Items contained in a dataset:
******************************

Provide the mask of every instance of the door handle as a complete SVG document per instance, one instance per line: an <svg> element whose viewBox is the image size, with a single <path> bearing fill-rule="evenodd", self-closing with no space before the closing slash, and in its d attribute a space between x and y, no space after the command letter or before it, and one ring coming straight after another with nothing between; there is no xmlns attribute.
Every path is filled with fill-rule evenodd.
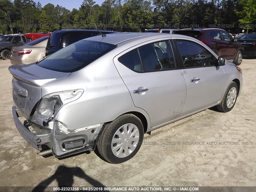
<svg viewBox="0 0 256 192"><path fill-rule="evenodd" d="M190 80L190 82L192 82L192 83L194 83L195 82L198 81L199 80L200 80L200 79L193 79Z"/></svg>
<svg viewBox="0 0 256 192"><path fill-rule="evenodd" d="M139 94L140 93L146 92L148 90L148 89L147 89L146 88L143 89L137 89L137 90L134 90L133 91L133 93L134 94Z"/></svg>

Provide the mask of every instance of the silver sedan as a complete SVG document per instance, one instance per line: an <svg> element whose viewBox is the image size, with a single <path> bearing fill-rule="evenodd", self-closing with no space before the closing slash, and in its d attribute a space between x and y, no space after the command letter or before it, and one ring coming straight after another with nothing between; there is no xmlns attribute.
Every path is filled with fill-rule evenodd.
<svg viewBox="0 0 256 192"><path fill-rule="evenodd" d="M43 58L48 38L41 37L24 45L13 47L10 58L12 64L30 64Z"/></svg>
<svg viewBox="0 0 256 192"><path fill-rule="evenodd" d="M242 84L241 68L204 44L163 33L96 36L9 69L16 128L49 148L40 154L98 148L111 163L134 156L145 133L213 106L230 111Z"/></svg>

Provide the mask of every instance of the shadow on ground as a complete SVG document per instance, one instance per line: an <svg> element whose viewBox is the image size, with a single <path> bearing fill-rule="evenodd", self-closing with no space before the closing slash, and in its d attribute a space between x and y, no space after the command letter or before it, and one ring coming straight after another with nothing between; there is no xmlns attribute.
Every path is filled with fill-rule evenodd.
<svg viewBox="0 0 256 192"><path fill-rule="evenodd" d="M86 175L81 168L78 167L68 167L62 165L58 168L53 175L43 181L36 186L32 192L44 192L46 188L55 180L57 180L58 186L60 188L76 187L73 186L74 182L74 176L84 179L92 186L102 188L105 187L98 181ZM74 191L79 192L79 191L86 191L76 190Z"/></svg>

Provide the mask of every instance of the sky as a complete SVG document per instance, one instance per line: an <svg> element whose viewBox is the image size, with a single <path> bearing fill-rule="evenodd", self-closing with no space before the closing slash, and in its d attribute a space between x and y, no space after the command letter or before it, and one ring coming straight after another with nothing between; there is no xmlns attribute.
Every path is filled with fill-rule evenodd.
<svg viewBox="0 0 256 192"><path fill-rule="evenodd" d="M101 5L104 0L94 0L94 1L96 2L95 4ZM73 8L79 8L84 1L83 0L34 0L34 1L36 3L37 3L38 1L40 2L42 7L44 7L46 4L51 3L55 6L58 4L60 6L72 10Z"/></svg>

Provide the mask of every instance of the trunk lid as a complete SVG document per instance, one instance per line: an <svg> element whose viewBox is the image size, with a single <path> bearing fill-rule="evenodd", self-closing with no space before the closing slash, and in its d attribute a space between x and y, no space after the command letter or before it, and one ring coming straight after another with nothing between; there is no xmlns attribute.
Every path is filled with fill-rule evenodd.
<svg viewBox="0 0 256 192"><path fill-rule="evenodd" d="M64 73L44 69L32 64L12 66L12 97L16 107L29 119L31 112L41 98L41 88L51 81L68 76Z"/></svg>

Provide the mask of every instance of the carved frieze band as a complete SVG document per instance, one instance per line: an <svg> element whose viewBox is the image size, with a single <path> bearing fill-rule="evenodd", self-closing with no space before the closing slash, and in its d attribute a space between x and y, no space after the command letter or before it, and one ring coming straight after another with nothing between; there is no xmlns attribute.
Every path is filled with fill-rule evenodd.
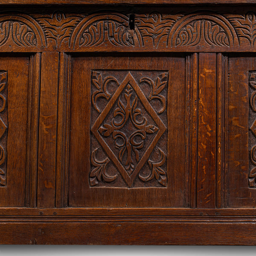
<svg viewBox="0 0 256 256"><path fill-rule="evenodd" d="M0 72L0 186L6 184L7 73Z"/></svg>
<svg viewBox="0 0 256 256"><path fill-rule="evenodd" d="M90 186L167 186L167 81L164 72L92 71Z"/></svg>
<svg viewBox="0 0 256 256"><path fill-rule="evenodd" d="M256 16L198 11L176 14L101 11L83 14L0 14L0 49L4 51L152 49L253 50ZM145 50L145 49L144 50Z"/></svg>

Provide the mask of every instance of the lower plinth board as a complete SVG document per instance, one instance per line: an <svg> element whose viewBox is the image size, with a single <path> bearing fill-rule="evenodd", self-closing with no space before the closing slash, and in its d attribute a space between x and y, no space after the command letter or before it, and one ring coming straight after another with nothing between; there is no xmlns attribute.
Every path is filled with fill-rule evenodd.
<svg viewBox="0 0 256 256"><path fill-rule="evenodd" d="M1 244L256 244L253 209L2 208Z"/></svg>

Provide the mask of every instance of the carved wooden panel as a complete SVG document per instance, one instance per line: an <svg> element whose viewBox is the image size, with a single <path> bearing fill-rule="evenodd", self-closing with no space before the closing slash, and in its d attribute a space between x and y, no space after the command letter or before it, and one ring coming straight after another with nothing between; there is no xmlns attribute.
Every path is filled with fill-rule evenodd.
<svg viewBox="0 0 256 256"><path fill-rule="evenodd" d="M256 9L159 7L0 14L0 49L15 51L255 51Z"/></svg>
<svg viewBox="0 0 256 256"><path fill-rule="evenodd" d="M0 186L6 184L7 128L7 72L0 72Z"/></svg>
<svg viewBox="0 0 256 256"><path fill-rule="evenodd" d="M227 207L255 207L255 81L253 56L231 55L227 89Z"/></svg>
<svg viewBox="0 0 256 256"><path fill-rule="evenodd" d="M92 71L90 186L166 186L167 83L164 71Z"/></svg>
<svg viewBox="0 0 256 256"><path fill-rule="evenodd" d="M256 73L250 73L249 93L250 99L249 149L250 163L249 164L249 186L256 187Z"/></svg>
<svg viewBox="0 0 256 256"><path fill-rule="evenodd" d="M61 160L69 205L183 207L185 58L71 58Z"/></svg>

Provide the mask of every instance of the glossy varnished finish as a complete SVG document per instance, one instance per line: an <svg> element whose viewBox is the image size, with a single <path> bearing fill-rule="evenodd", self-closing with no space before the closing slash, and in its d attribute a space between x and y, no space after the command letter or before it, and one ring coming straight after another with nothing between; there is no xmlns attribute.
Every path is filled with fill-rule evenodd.
<svg viewBox="0 0 256 256"><path fill-rule="evenodd" d="M0 3L0 243L256 244L256 6L157 3Z"/></svg>

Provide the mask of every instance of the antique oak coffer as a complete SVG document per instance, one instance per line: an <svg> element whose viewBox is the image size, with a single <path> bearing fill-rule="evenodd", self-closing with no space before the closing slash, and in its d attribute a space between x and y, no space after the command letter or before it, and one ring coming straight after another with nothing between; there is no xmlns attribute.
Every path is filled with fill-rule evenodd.
<svg viewBox="0 0 256 256"><path fill-rule="evenodd" d="M256 244L253 0L0 3L0 243Z"/></svg>

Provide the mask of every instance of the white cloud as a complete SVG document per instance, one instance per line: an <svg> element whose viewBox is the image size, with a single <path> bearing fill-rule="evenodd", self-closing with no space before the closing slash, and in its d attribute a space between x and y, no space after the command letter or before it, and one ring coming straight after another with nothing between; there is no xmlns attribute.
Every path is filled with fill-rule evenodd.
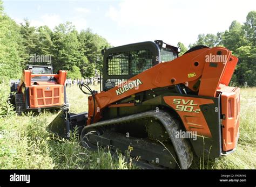
<svg viewBox="0 0 256 187"><path fill-rule="evenodd" d="M90 12L90 10L84 8L76 8L75 9L76 12L78 13L86 13Z"/></svg>
<svg viewBox="0 0 256 187"><path fill-rule="evenodd" d="M115 39L123 44L131 40L155 38L174 45L181 41L187 46L199 33L216 34L228 29L234 20L244 22L255 4L253 0L246 3L235 0L212 3L203 0L124 0L118 5L110 5L105 16L117 29L128 30L133 36L129 41L123 36Z"/></svg>
<svg viewBox="0 0 256 187"><path fill-rule="evenodd" d="M74 17L70 20L72 23L76 26L76 28L80 31L82 30L86 30L87 26L86 20L82 17Z"/></svg>

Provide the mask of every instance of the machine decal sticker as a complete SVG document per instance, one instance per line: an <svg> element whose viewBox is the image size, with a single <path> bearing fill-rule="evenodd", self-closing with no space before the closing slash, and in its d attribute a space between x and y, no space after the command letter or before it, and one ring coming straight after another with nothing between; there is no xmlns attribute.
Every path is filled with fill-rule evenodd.
<svg viewBox="0 0 256 187"><path fill-rule="evenodd" d="M136 80L129 82L125 84L124 85L123 87L118 88L117 90L116 90L116 92L118 96L124 94L125 92L126 92L129 90L133 89L133 88L138 89L139 85L140 84L142 84L142 82L139 78L137 78Z"/></svg>
<svg viewBox="0 0 256 187"><path fill-rule="evenodd" d="M185 100L183 99L173 99L172 103L177 105L176 110L178 111L184 111L187 112L199 113L200 109L194 109L193 106L198 106L197 104L194 104L193 100Z"/></svg>

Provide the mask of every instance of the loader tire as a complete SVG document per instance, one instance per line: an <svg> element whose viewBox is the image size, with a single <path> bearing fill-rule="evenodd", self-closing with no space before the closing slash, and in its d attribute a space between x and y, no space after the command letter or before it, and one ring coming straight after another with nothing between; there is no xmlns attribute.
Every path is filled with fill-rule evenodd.
<svg viewBox="0 0 256 187"><path fill-rule="evenodd" d="M23 98L23 94L16 94L14 96L15 98L15 109L16 113L18 116L21 116L22 112L26 111L25 102Z"/></svg>

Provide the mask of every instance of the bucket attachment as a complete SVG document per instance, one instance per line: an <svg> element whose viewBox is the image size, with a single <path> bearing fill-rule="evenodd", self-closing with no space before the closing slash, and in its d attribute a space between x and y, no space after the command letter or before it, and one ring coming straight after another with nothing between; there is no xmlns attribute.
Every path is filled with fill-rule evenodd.
<svg viewBox="0 0 256 187"><path fill-rule="evenodd" d="M47 127L47 131L61 138L69 139L70 133L77 127L80 134L86 124L87 112L75 114L68 111L67 109L62 110Z"/></svg>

******************************

▶ [Required work]: Swap "bucket attachment" for "front bucket" in the items starting at the line that contains "Provide the mask of every instance of the loader" and ending at the end of the items. Keep everything else unchanged.

▶ [Final result]:
Provide the mask of every instance of the loader tire as a complete SVG document per instance, one instance per line: an <svg> element whose viewBox is the image size, with a single <path> bearing fill-rule="evenodd", self-closing with no space before the closing slash, and in its d attribute a space between x and y, no space after the command letter or before it, and one ring coming straight after another with nothing between; there is no xmlns attribute.
Every path is filled with fill-rule evenodd.
<svg viewBox="0 0 256 187"><path fill-rule="evenodd" d="M23 98L23 94L16 94L14 96L15 98L15 109L16 113L18 116L21 116L22 112L26 111L25 102Z"/></svg>

Provide the mask of every instance of the front bucket as a complete SVG document per instance, one instance per line: an <svg> element whose viewBox is the image size, with a single <path> bearing fill-rule="evenodd", self-closing with no space before the closing slash, and in its d attribute a space between x and y, no space after the command letter or before it, and one ring coming straight after another with nothing between; there is no xmlns attribute.
Every path is filled with fill-rule evenodd.
<svg viewBox="0 0 256 187"><path fill-rule="evenodd" d="M47 127L47 131L61 138L69 139L70 133L77 127L80 134L86 124L87 112L75 114L68 111L67 109L62 110Z"/></svg>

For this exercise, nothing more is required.